[start]

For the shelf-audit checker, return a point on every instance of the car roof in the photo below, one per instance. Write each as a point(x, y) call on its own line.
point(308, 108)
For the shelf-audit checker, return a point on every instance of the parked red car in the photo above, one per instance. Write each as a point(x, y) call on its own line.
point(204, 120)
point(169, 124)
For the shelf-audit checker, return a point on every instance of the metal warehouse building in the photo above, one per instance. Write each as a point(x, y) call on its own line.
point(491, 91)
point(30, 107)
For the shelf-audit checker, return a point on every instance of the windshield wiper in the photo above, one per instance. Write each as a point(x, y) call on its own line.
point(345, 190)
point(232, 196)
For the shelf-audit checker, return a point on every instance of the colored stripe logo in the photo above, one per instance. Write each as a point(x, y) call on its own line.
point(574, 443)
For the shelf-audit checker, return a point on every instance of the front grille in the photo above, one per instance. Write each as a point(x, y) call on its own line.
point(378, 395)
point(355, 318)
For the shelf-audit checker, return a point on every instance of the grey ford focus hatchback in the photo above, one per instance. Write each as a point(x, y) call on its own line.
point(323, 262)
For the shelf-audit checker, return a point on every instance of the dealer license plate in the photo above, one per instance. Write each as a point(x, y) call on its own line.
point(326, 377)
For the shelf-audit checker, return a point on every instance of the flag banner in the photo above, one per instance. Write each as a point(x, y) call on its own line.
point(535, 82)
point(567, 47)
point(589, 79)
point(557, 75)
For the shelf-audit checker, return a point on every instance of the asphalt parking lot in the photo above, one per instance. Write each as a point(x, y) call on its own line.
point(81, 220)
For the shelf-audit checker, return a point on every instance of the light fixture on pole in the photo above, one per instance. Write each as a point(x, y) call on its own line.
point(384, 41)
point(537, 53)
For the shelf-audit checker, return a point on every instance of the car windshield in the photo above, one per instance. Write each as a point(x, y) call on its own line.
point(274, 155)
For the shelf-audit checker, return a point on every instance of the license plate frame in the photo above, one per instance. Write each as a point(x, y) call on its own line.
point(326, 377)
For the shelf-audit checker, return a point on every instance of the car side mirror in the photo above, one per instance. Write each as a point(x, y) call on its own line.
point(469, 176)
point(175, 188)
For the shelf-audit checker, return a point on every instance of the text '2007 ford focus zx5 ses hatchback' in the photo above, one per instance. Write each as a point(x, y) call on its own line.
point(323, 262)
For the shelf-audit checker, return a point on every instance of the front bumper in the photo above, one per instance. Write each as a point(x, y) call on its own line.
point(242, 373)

[end]

### PROBLEM TO SOLVE
From the line holding "the front grille" down to the final line above, quote every line exactly and only those lines.

### ANSWER TO THE TASK
For the shelf-audit checker, return a point on every instance of the front grille in the photo above, one per instance. Write each as a point(x, y) call on its own line.
point(378, 395)
point(355, 318)
For the shelf-audit checker, return a point on every instance of the grey ford focus hatchback in the photo above, one per instance. Write each as a point(x, y) call on its own line.
point(323, 262)
For the shelf-audit checker, return a point on every instance of the dealer license plate in the photo above, one per instance. Write each as a point(x, y) call on its own line.
point(326, 377)
For the shelf-audit checker, return a point on every instance of the flag banner in the photo above, one per instance. Write each as a point(x, y) call on its own line.
point(535, 82)
point(567, 47)
point(589, 79)
point(557, 75)
For the shelf-audit checker, return a point on every instance of the asphalt parking lot in the photo above, one per instance. Write each as a point(x, y) call on its own line.
point(81, 220)
For the shelf-audit checker, return a point on every instance of the light fixture on pole in the photo above, one per instance. Write each as a point(x, y) call on its own line.
point(384, 41)
point(537, 53)
For the shelf-audit checker, return a point on every instance of the car windshield in the photo above, one per instance. Write each as a point(x, y) call on its own line.
point(274, 155)
For the shelf-audit checker, return a point on every instance of the license plate frame in the photo above, one per instance. Write each as a point(x, y) call on its own line.
point(326, 377)
For the shelf-audit checker, return a point on every instance of the car side mirror in the photo above, one per instance. Write each as a point(x, y) call on its own line.
point(469, 176)
point(175, 188)
For the shelf-audit checker, return a point on every instance of the text '2007 ford focus zx5 ses hatchback' in the photo above, one per instance. Write each as a point(x, y) call on its own line.
point(323, 262)
For the shelf-audit checker, return a point on every instance of the front bumper in the photo above, one per instance. Write each as a point(x, y) call on its own line.
point(242, 373)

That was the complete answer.